Work to complete: Rescale the lines from the one containing "of the concrete" through the end of the records, reproducing every line with the requests included and multiplying each coordinate in the answers by 0.45, rounded to the nearest whole number with halves rounded up. Return only those lines.

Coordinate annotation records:
○ ○ ○ ○ ○ ○ ○

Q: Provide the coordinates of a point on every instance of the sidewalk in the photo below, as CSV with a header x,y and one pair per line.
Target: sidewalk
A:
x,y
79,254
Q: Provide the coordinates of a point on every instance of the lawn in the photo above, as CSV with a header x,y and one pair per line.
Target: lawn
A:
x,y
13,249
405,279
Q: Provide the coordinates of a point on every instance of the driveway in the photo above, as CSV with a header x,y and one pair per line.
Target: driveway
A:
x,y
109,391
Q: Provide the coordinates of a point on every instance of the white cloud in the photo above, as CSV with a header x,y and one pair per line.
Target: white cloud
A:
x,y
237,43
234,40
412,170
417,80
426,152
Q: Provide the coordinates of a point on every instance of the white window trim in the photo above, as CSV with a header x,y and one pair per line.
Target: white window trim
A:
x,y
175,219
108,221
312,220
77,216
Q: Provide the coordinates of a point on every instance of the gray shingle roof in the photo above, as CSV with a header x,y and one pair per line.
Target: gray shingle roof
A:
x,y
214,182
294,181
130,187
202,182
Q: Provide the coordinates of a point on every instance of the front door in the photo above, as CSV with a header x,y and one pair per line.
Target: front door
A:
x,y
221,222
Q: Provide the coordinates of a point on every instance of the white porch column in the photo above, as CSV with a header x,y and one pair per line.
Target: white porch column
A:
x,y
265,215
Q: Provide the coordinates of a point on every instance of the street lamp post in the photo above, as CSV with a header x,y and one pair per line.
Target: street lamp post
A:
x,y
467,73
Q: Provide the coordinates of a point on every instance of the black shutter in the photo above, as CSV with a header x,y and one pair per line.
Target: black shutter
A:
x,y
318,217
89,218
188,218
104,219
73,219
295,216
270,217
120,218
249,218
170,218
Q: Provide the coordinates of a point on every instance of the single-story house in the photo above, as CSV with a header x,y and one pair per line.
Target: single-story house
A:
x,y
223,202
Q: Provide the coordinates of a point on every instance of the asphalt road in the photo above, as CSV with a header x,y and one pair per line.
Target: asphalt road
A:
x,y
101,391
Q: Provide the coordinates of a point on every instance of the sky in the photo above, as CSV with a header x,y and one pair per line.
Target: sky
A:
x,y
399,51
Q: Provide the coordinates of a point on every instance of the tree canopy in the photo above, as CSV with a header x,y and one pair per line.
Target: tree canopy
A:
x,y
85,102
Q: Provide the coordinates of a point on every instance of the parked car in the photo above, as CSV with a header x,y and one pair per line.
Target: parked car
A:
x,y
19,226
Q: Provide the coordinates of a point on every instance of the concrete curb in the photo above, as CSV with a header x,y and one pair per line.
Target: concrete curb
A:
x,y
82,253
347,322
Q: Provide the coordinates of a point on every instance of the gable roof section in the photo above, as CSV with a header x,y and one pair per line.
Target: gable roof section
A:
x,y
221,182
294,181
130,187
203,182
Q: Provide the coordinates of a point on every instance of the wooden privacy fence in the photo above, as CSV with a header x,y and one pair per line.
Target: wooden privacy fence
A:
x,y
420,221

○ ○ ○ ○ ○ ○ ○

Completed exercise:
Q: Provide the coordinates of a point on every instance of the concrete curb in the photo above, as CSV with a header x,y and one pair per line.
Target: concrete curb
A:
x,y
37,114
156,145
Q: Provide the coordinates of a point on every instance of the gable roof section in the photo above, as CSV with a header x,y and one pair per line.
Target: gable roof section
A:
x,y
99,82
132,81
59,84
91,82
Q: Provide the coordinates of a point on every instance of the wooden privacy fence in the photo above, as CSV with a header x,y and one pair per line.
Target: wooden privacy fence
A:
x,y
189,99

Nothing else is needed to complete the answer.